[Records to process Boundary: Start]

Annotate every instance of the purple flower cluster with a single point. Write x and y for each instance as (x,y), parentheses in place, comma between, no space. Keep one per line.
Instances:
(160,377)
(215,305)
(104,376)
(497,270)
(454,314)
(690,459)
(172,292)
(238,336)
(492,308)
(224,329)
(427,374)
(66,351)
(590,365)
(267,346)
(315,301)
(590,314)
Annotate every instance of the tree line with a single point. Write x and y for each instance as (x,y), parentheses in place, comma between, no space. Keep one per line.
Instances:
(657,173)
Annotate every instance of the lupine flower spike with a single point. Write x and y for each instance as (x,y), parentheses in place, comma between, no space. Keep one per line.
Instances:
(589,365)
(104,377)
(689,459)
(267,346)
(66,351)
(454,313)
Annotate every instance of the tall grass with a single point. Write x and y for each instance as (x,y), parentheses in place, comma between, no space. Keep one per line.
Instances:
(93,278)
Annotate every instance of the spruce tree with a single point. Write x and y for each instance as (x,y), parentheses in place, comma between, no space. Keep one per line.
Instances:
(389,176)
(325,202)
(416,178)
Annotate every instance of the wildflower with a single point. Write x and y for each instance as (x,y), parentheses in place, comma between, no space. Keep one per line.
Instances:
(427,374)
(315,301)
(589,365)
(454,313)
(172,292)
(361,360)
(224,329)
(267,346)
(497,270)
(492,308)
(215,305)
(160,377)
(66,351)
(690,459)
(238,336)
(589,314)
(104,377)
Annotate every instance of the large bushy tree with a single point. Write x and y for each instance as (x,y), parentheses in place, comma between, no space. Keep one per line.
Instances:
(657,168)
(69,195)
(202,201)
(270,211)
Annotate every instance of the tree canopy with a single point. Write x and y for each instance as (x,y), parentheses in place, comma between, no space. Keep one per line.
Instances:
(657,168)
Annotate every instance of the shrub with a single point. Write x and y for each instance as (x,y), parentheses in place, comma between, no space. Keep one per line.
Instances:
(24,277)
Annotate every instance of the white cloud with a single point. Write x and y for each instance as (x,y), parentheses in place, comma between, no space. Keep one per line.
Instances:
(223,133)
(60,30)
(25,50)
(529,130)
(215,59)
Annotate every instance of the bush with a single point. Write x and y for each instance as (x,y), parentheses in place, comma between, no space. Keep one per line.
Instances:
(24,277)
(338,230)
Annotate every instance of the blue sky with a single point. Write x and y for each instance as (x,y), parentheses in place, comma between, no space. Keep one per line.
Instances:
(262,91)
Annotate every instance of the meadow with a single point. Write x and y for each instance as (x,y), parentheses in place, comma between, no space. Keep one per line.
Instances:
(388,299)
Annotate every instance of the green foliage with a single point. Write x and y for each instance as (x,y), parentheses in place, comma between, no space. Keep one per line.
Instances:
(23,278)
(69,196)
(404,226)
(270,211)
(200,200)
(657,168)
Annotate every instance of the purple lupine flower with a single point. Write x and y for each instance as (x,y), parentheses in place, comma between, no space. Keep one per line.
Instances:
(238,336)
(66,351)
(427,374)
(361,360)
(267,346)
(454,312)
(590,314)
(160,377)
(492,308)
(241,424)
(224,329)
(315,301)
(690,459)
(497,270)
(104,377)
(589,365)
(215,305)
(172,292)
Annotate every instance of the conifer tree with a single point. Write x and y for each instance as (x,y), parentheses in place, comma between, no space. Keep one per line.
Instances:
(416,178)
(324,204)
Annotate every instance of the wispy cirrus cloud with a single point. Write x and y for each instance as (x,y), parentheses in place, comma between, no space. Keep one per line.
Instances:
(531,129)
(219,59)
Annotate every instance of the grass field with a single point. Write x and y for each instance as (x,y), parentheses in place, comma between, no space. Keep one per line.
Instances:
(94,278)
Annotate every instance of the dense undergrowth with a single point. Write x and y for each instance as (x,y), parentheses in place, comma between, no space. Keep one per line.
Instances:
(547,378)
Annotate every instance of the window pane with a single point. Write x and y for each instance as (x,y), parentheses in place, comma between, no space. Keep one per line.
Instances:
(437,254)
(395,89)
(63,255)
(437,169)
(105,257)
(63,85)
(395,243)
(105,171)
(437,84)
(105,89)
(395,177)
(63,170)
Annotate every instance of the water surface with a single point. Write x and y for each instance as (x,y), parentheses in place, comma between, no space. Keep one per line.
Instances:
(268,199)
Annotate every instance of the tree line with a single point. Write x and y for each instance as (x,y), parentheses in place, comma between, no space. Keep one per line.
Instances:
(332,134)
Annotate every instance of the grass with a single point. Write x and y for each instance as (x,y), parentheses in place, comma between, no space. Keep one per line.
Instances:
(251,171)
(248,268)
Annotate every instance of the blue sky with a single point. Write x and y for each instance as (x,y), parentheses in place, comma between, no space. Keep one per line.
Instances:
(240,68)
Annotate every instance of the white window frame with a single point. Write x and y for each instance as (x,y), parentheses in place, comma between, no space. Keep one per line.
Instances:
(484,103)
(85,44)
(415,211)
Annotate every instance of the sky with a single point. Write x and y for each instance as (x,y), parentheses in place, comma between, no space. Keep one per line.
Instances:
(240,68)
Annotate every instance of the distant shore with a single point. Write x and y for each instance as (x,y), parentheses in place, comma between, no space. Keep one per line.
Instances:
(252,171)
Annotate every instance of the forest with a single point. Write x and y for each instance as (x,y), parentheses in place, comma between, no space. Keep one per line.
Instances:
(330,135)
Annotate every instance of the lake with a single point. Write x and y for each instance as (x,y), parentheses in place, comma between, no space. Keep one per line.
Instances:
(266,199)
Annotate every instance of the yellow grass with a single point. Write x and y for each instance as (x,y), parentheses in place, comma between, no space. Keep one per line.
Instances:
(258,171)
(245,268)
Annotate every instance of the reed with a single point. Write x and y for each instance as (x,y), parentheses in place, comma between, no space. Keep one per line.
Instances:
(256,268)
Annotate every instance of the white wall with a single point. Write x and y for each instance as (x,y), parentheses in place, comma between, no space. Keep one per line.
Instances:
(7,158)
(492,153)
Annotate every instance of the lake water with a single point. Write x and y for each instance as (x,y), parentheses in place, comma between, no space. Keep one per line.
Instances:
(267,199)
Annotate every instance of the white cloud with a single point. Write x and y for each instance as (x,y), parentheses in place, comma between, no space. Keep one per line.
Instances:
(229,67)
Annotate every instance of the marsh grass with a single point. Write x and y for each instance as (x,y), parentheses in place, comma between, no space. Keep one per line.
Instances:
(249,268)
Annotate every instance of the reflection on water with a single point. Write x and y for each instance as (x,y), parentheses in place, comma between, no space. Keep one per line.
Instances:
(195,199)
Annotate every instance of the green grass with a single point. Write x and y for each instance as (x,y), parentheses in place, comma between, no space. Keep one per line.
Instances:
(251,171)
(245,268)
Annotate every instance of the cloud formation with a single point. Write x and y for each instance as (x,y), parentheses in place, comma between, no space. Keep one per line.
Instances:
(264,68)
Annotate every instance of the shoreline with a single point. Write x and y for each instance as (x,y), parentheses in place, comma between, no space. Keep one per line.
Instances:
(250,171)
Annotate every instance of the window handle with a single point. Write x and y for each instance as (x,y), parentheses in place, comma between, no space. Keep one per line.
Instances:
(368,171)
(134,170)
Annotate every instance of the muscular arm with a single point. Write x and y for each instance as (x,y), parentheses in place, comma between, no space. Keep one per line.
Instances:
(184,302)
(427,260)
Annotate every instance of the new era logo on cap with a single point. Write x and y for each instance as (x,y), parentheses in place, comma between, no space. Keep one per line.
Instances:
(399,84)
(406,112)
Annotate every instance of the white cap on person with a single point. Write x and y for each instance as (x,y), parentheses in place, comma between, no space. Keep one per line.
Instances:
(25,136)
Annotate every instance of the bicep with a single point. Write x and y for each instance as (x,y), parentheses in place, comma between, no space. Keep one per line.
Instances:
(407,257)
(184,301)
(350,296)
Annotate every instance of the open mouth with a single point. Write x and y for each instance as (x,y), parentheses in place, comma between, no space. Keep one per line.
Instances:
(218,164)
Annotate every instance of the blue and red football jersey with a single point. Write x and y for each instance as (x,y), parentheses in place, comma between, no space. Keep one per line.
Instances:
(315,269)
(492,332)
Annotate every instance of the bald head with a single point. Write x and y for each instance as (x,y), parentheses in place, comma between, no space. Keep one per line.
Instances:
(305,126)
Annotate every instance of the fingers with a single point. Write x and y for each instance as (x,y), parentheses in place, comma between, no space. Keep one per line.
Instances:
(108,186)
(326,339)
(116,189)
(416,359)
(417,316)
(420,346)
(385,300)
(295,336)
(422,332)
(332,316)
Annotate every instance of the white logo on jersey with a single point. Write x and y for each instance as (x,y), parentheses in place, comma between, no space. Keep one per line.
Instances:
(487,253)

[Records to process Boundary: End]

_Directions_
Please return a copy of each line in the entries that has the string "lupine".

_Your response_
Annotate every instance of the lupine flower spike with a single point. Write x and y for each instance as (x,y), parentheses in place, comma between, no space. Keep one per line.
Annotate every instance of the purple lupine flower with a single point. Write x and y for each instance as (x,y), parentheses in place, comma between, no space. Keep one per line.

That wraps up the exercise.